*EXERCISE 1:* From the parallelogram thread, print the passage starting with "Let $a$ be the" and going on through "base for 12.".
*EXERCISE 2:* In the parallelogram thread, the solution that begins "There are two ways to find the area" labels several of its lines with a word or phrase followed by a colon. List every such label in that solution.

Warm up problem 8: parallelogram, not enough info?

Let $a$ be the top and bottom parallel sides, and $b$ be the left and right parallel sides. Then we know that

$2(a+b)=176$
$10a=12b$ .

A little algebra gets us $a=48$ , so that the area is $480$ square units. $\square$

Edit: Here's the actual parallelogram, drawn to accurate scale

Funny Parallelogram

where $10$ and $12$ represent the distances between the $2$ pairs of parallel lines.

There are two ways to find the area (A), one for each height. Let a = base for 10, and b = base for 12.

A = 10a = 12b.

a = A/10

b = A/12

Perimeter: 2a + 2b = 176

Divide by 2: a + b = 88

Substitution gives: (A/10) + (A/12) = 88

Multiply by 120: 12A + 10A = 10560

Add: 22A = 10560

Divide by 22: A = 480

No need to find either base length.

Let a and b be the sides. The area =10 * a =12 * b. Now dividing these two we get $\frac ab=\frac{12}{10}$ .

Therefore $\frac{(a + b)}{b} = \frac{22}{10} \text{ and } a + b = \frac{176}{2} \Rightarrow b = 40$

Hence Area is $40 * 12 = 480.\square$

Let $\theta$ be the angle opposite to 12 and 10.

The perimeter is 2a + 2b = 176, so a + b = 88.

Since $sin \theta$ = 10/a and $sin \theta$ = 12/b

12/b = 10/a

12a = 10b

a = 5b/6

Thus, a + b = 88

5b/6 + b = 88

11b/6 = 88

b/6 = 8

b = 48

10 is the altitude since it's perpendicular to a base.

*RECORD LIST:*
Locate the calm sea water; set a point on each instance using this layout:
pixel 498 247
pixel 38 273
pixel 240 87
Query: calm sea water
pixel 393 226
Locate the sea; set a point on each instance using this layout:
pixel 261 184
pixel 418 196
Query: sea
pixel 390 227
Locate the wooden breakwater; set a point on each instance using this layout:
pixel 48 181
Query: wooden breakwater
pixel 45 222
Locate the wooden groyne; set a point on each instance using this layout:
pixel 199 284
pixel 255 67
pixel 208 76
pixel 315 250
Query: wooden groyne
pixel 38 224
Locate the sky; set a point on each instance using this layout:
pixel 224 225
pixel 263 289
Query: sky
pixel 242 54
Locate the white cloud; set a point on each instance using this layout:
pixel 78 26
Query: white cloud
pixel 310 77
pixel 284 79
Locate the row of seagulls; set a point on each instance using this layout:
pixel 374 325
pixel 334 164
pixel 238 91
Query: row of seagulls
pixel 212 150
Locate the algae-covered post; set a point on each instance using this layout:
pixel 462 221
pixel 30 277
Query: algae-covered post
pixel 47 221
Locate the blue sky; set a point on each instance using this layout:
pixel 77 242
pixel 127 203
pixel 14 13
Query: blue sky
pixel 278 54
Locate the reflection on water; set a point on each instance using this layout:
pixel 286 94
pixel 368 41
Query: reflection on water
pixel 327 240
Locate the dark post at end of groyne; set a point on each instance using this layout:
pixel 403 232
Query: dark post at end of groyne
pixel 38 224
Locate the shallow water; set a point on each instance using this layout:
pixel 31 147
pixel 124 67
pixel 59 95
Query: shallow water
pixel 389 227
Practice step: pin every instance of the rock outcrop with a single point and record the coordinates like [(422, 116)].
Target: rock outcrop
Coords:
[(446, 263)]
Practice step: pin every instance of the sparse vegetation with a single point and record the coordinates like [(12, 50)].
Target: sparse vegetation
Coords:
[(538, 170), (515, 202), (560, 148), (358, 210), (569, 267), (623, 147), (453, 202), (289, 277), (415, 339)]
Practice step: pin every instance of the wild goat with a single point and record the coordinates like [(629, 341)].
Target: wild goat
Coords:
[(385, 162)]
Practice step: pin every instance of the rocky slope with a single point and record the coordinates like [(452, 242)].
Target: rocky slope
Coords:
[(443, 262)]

*ANSWER 1:*
Let $a$ be the top and bottom parallel sides, and $b$ be the left and right parallel sides. Then we know that

$2(a+b)=176$
$10a=12b$ .

A little algebra gets us $a=48$ , so that the area is $480$ square units. $\square$

Edit: Here's the actual parallelogram, drawn to accurate scale

Funny Parallelogram

where $10$ and $12$ represent the distances between the $2$ pairs of parallel lines.

There are two ways to find the area (A), one for each height. Let a = base for 10, and b = base for 12.

*ANSWER 2:*
- Perimeter
- Divide by 2
- Substitution gives
- Multiply by 120
- Add
- Divide by 22